── SUMBER ──
Jejak Sunyi Putra Mataram di Pemalang

Judul : Buminata-Pejuang Agama dan Bangsa
Penulis : Akromi Mashuri, dkk
Penerbit : Brayan Press
Kota Terbit : Pemalang
Tahun Terbit : 2017
Jumlah Halaman : xiv + 156
Cetakan : Cetakan I
Peresensi  : Nur Khakiki

Bagi pecinta sejarah, masa lalu adalah kemewahan yang berharga. Sosok-sosok dalam memori masa lampau akan membawa seseorang pada semangat meneruskan perjuangan pada masa kini. Nilai-nilai perjuangan itulah yang menjadi warisan mewah yang tak terhitung harganya.

Seperti buku berjudul “Buminata-Pejuang Agama dan Bangsa” yang ditulis oleh Akromi Mashuri, dkk. Buku ini merupakan hasil dari kajian dan penelitian mengenai tokoh daerah yang berasal dari Pemalang, Bendara Pangeran Arya (BPA) Buminata, putra raja Amangkurat III.

Jejak Buminata masih sangat sedikit yang diketahui. Hal ini terjadi karena kondisi Mataram saat itu dilanda perang saudara. Ayah Buminata, Amangkurat III tengah berseteru dengan pamannya sendiri, Pangeran Puger, untuk memperebutkan tahta Mataram. Pangeran Puger yang dibantu oleh Vereenigde Oostindishche Compagnie (VOC) menggempur keraton dan berusaha meruntuhkan kekuasaan Amangkurat III.
───
── DAFTAR YANG DIBERIKAN ──
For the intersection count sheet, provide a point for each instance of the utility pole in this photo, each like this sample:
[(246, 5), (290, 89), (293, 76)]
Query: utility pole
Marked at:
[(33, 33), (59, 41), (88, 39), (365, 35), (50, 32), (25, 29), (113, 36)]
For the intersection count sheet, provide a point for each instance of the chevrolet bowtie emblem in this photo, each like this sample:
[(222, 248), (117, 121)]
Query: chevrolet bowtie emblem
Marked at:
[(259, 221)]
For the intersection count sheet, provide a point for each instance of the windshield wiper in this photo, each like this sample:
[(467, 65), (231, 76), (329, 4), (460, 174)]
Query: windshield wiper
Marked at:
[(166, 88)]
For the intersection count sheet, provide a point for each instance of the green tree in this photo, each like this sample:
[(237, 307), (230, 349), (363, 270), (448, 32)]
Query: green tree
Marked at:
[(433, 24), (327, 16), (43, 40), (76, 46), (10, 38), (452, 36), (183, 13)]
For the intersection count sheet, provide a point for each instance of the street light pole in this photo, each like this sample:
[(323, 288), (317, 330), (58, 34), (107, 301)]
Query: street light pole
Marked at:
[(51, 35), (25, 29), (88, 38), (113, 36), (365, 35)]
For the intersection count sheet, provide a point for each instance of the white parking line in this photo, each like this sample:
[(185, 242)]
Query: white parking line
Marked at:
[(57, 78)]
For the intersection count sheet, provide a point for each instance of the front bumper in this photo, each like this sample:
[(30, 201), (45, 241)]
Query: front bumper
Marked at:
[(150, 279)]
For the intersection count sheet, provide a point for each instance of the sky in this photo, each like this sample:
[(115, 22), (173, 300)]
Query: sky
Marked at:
───
TUGAS YANG DIBERIKAN 1: Salin tanpa perubahan bagian resensi tentang Buminata, mulai dari "Jejak Buminata masih" sampai dengan "kekuasaan Amangkurat III.".
TUGAS YANG DIBERIKAN 2: Menurut resensi tentang Buminata, Buminata adalah putra siapa?

JAWABAN TERTULIS 1:
Jejak Buminata masih sangat sedikit yang diketahui. Hal ini terjadi karena kondisi Mataram saat itu dilanda perang saudara. Ayah Buminata, Amangkurat III tengah berseteru dengan pamannya sendiri, Pangeran Puger, untuk memperebutkan tahta Mataram. Pangeran Puger yang dibantu oleh Vereenigde Oostindishche Compagnie (VOC) menggempur keraton dan berusaha meruntuhkan kekuasaan Amangkurat III.

JAWABAN TERTULIS 2: Buminata adalah putra raja Amangkurat III.